Last week the 47-year-old Alu Alkhanov emerged as the man to beat in the upcoming special election for the presidency of Chechnya’s pro-Moscow administration. (For details of Alkhanov’s biography, see the June 9 issue of Chechnya Weekly). The pro-Moscow administration’s Interior Minister received the Kadyrov clan’s blessing on June 10, at memorial ceremonies for Ramzan Kadyrov’s recently deceased elder brother in the family’s home town of Tsentoroi. Thousands of people were present, including the pro-Moscow administration’s major political and religious leaders. The obviously staged “unanimous endorsement” came in response to a motion to endorse Alkhanov’s candidacy made by the prominent Chechen imam, Shakhid Gazabaev. As Gazeta.ru put it on June 10, “the funeral wake smoothly turned into a political rally.”
Though Alkhanov himself was not present on June 10, Gazeta.ru noted that “nobody in Chechnya has any doubt that he will agree to run; all the acting leaders of the republic immediately spoke up with warm words about him as the most worthy successor to Akhmad Kadyrov.”
The Soviet-style theme of forced unanimity was apparent in the words of State Council head Taus Dzhabrailov, previously mentioned as a possible candidate for president. Grani.ru on June 10 quoted him as saying that “the leadership of the Chechen Republic is monolithic and does not intend to allow any splits in the course of the election campaign.”
Immediate endorsements also came from prominent Moscow figures such as Boris Gryzlov, head of the pro-Putin United Russia party and State Duma speaker.
In keeping with his well-known style of bullying, Ramzan Kadyrov came close to ordering the Chechen people to vote for Alkhanov. “Many have shown presidential ambitions,” he said, “but we do not have the right to conduct experiments for the sake of experiments. If we are feeling pain for our people and for its future, we are obliged not to stir up a struggle for the presidential post but to put forward and support a man who knows the situation.”
According reported by Fyodor Rumyantsev for Gazeta.ru on June 10, Ramzan spent the last month—almost the entire period since his father’s death—promoting Alkhanov’s candidacy to the Kremlin.
It is obvious from the circumstances of his selection that Alkhanov is committed to continuing the policies of the assassinated Kadyrov. The new candidate confirmed that commitment in some detail in an interview published on June 11 by the pro-Kremlin website Utro.ru. “On the strategic level,” he told the website’s correspondent Andrei Yurev, “it seems to me that there should not be any fundamental changes.”
To be consistent, of course, Alkhanov will have to take the line that the current strategy has been successful—and that is exactly what he plans to do, judging by his interview with Utro.ru. “We are on the right course,” he said. “Personally I am glad that the efforts of the republic’s security and law-enforcement agencies are bringing concrete results. Not far distant is the day when we shall be able to say that the crime of kidnapping people has ceased to exist in Chechnya.”

DATA EXCERPTS
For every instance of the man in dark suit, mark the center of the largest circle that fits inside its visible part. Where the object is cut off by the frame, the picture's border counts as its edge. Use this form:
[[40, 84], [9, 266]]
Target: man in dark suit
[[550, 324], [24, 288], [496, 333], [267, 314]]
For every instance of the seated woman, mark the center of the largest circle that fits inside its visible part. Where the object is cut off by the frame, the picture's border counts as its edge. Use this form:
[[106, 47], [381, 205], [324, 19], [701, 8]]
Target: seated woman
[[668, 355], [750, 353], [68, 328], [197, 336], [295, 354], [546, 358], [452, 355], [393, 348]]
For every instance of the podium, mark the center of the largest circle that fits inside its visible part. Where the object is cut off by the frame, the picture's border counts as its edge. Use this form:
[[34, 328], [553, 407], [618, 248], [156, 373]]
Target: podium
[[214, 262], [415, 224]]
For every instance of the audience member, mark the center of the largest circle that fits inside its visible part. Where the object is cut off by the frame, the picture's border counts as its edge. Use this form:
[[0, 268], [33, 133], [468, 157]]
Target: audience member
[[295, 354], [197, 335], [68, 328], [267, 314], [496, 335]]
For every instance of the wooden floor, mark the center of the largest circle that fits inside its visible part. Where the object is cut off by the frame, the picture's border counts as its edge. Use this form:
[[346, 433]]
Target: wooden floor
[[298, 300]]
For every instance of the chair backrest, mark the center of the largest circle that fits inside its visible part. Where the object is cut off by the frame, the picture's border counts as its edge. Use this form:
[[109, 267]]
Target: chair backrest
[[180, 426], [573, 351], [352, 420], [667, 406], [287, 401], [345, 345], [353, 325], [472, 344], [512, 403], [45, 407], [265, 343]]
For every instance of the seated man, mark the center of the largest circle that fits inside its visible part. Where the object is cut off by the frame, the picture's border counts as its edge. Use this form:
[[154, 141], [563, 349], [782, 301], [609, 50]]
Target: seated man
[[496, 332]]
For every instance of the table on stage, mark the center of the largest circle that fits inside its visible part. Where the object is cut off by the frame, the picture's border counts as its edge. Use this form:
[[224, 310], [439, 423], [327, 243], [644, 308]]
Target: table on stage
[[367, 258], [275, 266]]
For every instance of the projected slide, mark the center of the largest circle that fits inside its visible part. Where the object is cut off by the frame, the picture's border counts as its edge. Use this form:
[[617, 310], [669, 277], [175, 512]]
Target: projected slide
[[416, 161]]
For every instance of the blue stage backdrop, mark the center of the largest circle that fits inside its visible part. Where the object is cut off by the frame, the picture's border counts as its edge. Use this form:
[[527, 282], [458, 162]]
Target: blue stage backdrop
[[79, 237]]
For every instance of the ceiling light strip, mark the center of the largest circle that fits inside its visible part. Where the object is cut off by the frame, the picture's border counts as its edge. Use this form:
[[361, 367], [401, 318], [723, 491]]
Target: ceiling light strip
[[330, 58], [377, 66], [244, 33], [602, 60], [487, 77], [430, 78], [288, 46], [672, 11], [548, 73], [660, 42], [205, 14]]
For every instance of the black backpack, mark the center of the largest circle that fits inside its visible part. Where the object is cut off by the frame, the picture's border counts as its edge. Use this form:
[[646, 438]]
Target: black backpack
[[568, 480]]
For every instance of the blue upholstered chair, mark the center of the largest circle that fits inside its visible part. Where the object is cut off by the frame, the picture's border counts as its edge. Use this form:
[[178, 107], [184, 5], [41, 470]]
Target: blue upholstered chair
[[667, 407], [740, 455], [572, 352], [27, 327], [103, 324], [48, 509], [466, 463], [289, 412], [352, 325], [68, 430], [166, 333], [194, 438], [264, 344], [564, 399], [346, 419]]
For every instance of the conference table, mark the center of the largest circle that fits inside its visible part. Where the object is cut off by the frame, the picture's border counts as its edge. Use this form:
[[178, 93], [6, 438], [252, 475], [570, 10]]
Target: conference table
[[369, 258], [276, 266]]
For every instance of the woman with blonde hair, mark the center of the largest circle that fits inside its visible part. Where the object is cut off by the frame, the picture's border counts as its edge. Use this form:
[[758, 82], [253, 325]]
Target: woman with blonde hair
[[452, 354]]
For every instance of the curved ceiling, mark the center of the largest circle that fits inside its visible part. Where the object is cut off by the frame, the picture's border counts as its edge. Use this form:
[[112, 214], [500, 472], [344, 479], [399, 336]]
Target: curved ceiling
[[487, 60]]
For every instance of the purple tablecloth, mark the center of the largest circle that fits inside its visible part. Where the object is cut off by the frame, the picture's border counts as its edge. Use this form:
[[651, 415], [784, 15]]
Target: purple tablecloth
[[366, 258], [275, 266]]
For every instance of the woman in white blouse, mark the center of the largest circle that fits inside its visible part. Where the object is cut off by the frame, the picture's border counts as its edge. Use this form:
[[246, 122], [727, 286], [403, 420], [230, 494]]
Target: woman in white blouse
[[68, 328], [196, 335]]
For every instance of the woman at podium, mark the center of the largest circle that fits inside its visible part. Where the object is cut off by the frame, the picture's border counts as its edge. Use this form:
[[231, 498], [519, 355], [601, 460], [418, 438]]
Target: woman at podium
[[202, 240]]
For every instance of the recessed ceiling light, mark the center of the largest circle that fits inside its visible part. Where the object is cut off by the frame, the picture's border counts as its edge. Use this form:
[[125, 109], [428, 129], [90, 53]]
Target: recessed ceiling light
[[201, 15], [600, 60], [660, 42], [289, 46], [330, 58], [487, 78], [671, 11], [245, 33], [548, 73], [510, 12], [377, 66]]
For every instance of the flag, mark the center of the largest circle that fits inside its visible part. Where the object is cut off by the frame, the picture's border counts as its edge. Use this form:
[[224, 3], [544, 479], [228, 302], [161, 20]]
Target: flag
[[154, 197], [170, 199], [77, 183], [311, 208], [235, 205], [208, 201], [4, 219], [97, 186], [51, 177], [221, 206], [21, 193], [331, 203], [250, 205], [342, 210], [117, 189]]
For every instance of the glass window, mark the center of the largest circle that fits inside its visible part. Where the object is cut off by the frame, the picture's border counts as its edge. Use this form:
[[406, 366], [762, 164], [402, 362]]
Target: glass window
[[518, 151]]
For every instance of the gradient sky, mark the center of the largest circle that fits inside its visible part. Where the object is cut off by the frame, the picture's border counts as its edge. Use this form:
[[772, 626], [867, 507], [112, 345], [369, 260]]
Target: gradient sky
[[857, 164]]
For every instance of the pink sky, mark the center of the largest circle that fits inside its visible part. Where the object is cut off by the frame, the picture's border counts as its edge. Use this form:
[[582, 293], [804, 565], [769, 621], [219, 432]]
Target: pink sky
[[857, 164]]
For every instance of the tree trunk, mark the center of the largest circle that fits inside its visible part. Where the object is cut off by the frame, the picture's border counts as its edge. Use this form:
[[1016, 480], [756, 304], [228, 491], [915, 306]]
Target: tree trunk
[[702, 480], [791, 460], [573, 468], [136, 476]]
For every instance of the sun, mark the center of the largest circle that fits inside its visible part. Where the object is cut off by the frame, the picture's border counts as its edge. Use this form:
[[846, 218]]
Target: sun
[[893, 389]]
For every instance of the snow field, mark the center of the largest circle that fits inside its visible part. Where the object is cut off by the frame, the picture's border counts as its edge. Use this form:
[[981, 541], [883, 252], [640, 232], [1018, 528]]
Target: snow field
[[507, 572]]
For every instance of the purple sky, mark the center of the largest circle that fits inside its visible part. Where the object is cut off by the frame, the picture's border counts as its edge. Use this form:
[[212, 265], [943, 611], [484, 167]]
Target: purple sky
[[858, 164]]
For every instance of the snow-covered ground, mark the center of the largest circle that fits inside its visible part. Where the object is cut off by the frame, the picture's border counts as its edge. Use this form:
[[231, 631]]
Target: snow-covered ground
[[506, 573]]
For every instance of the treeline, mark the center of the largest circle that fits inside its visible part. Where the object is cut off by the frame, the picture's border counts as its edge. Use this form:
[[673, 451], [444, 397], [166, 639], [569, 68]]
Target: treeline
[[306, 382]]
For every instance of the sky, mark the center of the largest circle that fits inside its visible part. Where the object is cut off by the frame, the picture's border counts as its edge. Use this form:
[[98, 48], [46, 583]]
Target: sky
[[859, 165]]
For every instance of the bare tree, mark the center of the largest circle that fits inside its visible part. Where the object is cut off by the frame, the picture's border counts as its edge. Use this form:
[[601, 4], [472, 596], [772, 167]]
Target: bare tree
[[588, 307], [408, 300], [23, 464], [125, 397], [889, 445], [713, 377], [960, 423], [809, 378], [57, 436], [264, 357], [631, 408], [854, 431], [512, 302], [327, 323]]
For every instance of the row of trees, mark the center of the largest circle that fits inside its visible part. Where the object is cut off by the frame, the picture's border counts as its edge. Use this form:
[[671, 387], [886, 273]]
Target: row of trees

REQUEST 1
In the article on Alu Alkhanov's candidacy, change "last month" to "past month" and write out the passage starting at "According reported by" and ending at "to the Kremlin.".
REQUEST 2
Write what comes next in the article on Alu Alkhanov's candidacy, picking up after its final sentence.

TASK ANSWER 1
According reported by Fyodor Rumyantsev for Gazeta.ru on June 10, Ramzan spent the past month—almost the entire period since his father’s death—promoting Alkhanov’s candidacy to the Kremlin.

TASK ANSWER 2
In a comment not likely to win him new friends in the federal security structures, Alkhanov echoed the Kadyrov family’s position on transferring authority for security operations from the federal to the republican level. “It is essential first and foremost to place full responsibility for the state of affairs in a district on the head of the militia,” he said. “He now has to deal with the head of the operations group and the military command of the district. If he is to answer for that district, then he should have the power to take action and to bring together all the forces and resources which those leaders have in that district. That is to say, there must be unity of command.”
Alkhanov also demonstrated continuing loyalty to the bureaucracy that he now serves, telling Utro.ru that the pro-Moscow administration’s Interior Ministry is and should be growing in size. He said that the personnel files of 270 new applicants for positions in the ministry are now being reviewed, and indirectly confirmed his support of the Kadyrov family’s long-standing policy of recruiting rebel guerrillas who have defected. “I will not conceal that we are choosing people with military experience,” he told Utro.ru. “First and foremost, our selection is taking place from among the personnel of the security service of the president of the republic. That structure has trained candidates, tested in battle and in other challenging situations. They will constitute the foundation of the new structure which is being formed: a new regiment.”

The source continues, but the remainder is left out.